Arthur Breitman, the co-founder of Tezos, was an early Bitcoin adopter, but he came to believe BTC and other cryptocurrencies had some flaws in their blockchains, so he tried to come up with something better. Tezos claims it has a number of notable enhancements over Bitcoin (BTC) and Ethereum (ETH) – its main competitor.
Tezos proclaims to be a self-amending cryptographic ledger. This means that Tezos is designed to allow a smooth evolution of the blockchain rather than having a hard fork. Unlike Bitcoin and Ethereum, Tezos’ vision is that hard forks shouldn’t be a standard way to upgrade the system over time. That’s why the core value proposition of XTZ is to be a self-governing project.
If you have a stake in Tezos, you can participate in governing the protocol. The process is called On-Chain Governance. It allows the coin holders to vote for future implementations.
Developers are able to independently submit a proposal for protocol upgrade and include a request for compensation for their work. After that, the coin holders vote for whether or not to approve the proposal.
This structure is similar to the governance model of Dash (DASH) and has been invented in order to support independent developers that contribute to the protocol rather than having them work for free or rely on donations and sponsorships.
In addition to this self-governing system, Tezos also supports smart contracts, which makes it a sort of hybrid between Dash and Ethereum.
Tezos’ smart contract programming language is called Michelson and, similarly to Ethereum’s Solidity, it is created specifically for writing smart contracts on Tezos. It is a functional language that facilitates formal verifications.
Formal verifications basically allow developers to mathematically prove the correctness of their smart contract code and that some properties of the contract will be maintained. However, this doesn’t mean that the code is 100% correct and won’t have bugs.
Think of formal verifications like having auto correct when texting. It is a useful function, but if you don’t know how to write and you don’t pay enough attention you may end up sending “I’m ok, just finished masturbating” instead of “just finished meditating”.
Tezos uses Delegated Proof-of-Stake (DPoS) as a consensus mechanism. Users deposit a certain amount of coins in order to guarantee that they will take good decisions for the network. If they try to cheat, they will lose their staked funds.

■ **RECORDS SUPPLIED**:
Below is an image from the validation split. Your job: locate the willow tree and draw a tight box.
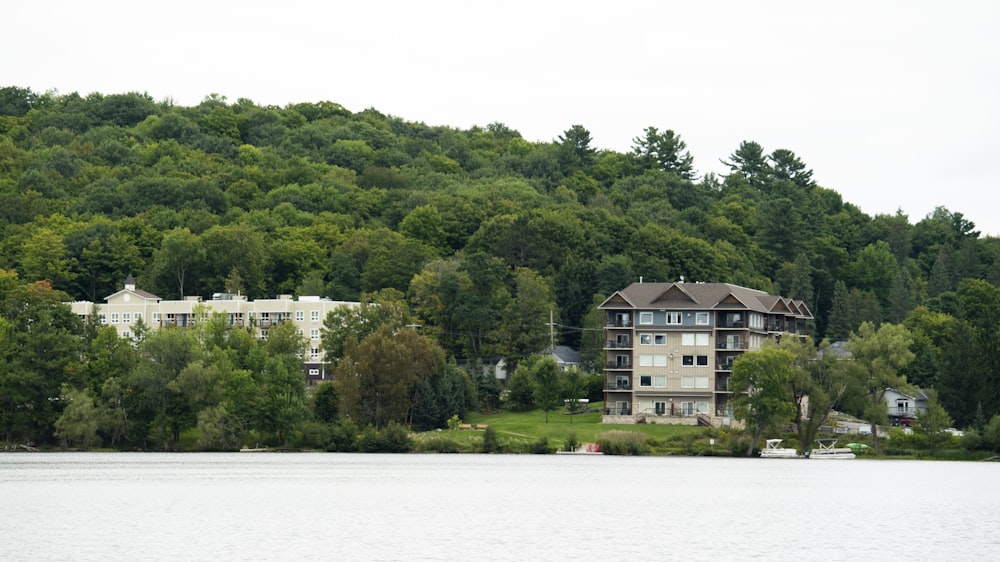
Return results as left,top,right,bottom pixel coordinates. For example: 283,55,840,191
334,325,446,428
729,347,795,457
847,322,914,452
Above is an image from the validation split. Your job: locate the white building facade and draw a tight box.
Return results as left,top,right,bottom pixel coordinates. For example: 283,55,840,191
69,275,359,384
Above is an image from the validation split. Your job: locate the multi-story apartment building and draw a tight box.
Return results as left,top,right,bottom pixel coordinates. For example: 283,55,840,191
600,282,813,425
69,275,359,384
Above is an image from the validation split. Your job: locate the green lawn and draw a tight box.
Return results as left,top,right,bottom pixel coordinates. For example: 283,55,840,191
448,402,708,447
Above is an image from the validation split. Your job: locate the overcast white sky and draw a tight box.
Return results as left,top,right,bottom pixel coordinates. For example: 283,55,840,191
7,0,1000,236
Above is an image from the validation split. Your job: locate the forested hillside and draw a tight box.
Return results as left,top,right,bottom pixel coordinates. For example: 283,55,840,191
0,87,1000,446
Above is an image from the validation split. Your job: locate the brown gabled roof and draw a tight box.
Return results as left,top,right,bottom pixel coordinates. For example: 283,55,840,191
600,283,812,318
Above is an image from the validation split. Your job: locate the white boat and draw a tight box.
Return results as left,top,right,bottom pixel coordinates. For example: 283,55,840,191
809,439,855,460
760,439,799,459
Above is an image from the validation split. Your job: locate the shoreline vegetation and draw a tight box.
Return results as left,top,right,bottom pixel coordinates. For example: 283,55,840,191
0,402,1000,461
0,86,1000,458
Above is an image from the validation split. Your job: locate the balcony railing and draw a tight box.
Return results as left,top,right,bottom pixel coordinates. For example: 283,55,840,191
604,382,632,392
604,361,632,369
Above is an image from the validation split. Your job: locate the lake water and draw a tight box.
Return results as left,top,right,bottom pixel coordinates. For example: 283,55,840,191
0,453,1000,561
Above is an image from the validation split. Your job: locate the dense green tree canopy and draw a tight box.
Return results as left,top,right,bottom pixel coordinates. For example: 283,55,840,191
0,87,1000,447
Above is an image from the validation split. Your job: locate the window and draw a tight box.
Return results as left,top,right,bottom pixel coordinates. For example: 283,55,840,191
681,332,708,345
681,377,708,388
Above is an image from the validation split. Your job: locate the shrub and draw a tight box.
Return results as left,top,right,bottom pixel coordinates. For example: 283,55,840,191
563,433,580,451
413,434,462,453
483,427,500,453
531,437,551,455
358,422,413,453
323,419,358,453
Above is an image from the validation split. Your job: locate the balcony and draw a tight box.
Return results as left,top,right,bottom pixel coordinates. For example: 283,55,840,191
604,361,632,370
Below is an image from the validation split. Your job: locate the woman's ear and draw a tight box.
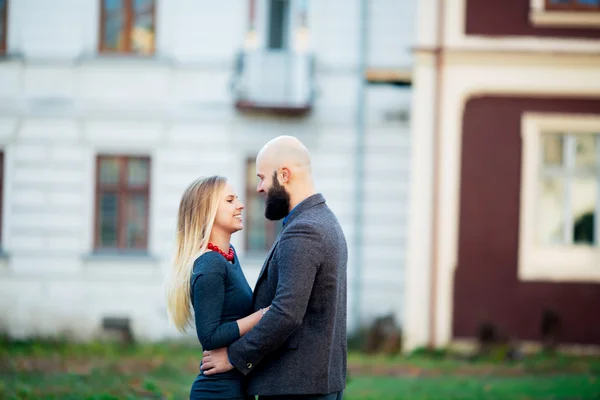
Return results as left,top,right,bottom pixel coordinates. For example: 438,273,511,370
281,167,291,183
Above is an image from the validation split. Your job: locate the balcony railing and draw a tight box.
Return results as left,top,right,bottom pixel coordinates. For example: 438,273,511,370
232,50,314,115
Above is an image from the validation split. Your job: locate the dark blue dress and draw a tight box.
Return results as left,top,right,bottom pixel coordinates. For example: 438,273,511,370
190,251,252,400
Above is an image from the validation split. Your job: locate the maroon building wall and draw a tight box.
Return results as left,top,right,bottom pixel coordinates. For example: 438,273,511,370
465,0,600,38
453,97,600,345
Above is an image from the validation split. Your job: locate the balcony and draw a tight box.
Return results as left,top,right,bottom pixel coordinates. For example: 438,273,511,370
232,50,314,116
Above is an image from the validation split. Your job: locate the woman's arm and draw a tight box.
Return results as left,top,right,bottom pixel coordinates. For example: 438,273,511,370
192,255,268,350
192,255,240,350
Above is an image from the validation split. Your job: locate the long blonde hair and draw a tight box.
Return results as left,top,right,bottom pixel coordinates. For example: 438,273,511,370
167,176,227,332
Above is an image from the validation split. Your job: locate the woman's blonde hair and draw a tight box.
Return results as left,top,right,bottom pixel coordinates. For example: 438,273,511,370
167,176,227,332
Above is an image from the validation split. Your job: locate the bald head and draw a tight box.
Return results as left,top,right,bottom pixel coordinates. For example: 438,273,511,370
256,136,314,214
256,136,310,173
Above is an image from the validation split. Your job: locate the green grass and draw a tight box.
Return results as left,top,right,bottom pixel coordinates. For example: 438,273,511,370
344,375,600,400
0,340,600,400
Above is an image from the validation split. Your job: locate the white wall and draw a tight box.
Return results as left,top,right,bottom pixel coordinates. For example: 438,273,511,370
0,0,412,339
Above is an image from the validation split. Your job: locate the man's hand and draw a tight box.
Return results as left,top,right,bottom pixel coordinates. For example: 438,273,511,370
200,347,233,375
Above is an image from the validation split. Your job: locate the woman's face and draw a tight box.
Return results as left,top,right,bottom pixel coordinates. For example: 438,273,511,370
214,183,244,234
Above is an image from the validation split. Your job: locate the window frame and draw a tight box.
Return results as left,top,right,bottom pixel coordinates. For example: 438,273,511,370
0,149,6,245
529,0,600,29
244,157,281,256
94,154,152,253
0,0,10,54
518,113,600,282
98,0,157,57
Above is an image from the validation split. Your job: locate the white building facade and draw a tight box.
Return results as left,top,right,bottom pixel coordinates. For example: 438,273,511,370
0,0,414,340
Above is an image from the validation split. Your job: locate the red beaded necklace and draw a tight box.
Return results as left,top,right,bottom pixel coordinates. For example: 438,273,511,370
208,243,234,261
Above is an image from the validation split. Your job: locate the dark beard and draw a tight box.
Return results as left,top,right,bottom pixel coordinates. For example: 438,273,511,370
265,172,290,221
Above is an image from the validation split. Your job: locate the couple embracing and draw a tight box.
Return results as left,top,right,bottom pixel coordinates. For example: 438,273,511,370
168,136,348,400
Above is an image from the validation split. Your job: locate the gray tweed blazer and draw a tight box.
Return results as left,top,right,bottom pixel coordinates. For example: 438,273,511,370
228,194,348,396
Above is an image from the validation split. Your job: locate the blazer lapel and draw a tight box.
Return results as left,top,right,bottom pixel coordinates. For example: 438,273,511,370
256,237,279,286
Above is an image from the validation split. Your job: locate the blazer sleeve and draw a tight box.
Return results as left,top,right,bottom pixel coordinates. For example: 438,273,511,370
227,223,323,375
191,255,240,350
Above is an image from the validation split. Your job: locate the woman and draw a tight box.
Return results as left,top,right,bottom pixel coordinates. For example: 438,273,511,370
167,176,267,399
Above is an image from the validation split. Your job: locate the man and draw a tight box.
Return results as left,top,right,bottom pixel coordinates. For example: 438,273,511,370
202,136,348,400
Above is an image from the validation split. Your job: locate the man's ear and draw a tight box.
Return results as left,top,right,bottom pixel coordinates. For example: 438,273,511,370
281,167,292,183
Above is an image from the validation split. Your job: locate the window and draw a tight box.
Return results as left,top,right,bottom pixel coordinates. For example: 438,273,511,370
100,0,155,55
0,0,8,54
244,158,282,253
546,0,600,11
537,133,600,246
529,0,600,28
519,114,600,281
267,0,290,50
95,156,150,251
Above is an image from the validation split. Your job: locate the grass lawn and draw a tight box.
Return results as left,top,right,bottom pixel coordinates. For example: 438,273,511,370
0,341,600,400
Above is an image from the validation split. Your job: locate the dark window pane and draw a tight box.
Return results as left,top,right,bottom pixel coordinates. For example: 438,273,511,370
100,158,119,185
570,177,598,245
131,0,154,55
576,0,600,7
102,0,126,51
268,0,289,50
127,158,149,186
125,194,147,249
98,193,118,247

■ **WHAT YOU WILL DO**:
a: Can you print the Tezos text from "If you have" to "donations and sponsorships.", word for word?
b: Which cryptocurrencies does the Tezos text name?

■ **TASK RESPONSES**:
a:
If you have a stake in Tezos, you can participate in governing the protocol. The process is called On-Chain Governance. It allows the coin holders to vote for future implementations.
Developers are able to independently submit a proposal for protocol upgrade and include a request for compensation for their work. After that, the coin holders vote for whether or not to approve the proposal.
This structure is similar to the governance model of Dash (DASH) and has been invented in order to support independent developers that contribute to the protocol rather than having them work for free or rely on donations and sponsorships.

b:
- Tezos (XTZ)
- Bitcoin (BTC)
- Ethereum (ETH)
- Dash (DASH)